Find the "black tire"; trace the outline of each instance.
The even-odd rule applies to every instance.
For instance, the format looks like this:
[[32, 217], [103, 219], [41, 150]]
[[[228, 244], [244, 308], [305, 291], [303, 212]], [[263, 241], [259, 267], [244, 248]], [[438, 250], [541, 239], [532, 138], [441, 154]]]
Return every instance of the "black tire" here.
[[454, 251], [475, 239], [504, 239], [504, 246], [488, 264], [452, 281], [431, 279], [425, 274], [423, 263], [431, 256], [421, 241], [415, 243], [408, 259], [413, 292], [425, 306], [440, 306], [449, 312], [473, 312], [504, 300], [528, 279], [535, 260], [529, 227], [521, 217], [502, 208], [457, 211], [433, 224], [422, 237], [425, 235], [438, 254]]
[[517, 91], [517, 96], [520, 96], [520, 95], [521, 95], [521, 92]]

_____

*WORK ORDER*: From the records above, give again exactly the lines running from the line with "The even-odd rule applies to every instance." to the line with "138], [441, 154]]]", inclusive.

*YOUR RESPONSE*:
The even-odd rule applies to every instance.
For instance, the format looks like this:
[[32, 217], [103, 219], [41, 150]]
[[[228, 244], [244, 308], [305, 291], [303, 212]], [[263, 241], [259, 267], [244, 248]], [[438, 250], [541, 239], [532, 138], [441, 154]]]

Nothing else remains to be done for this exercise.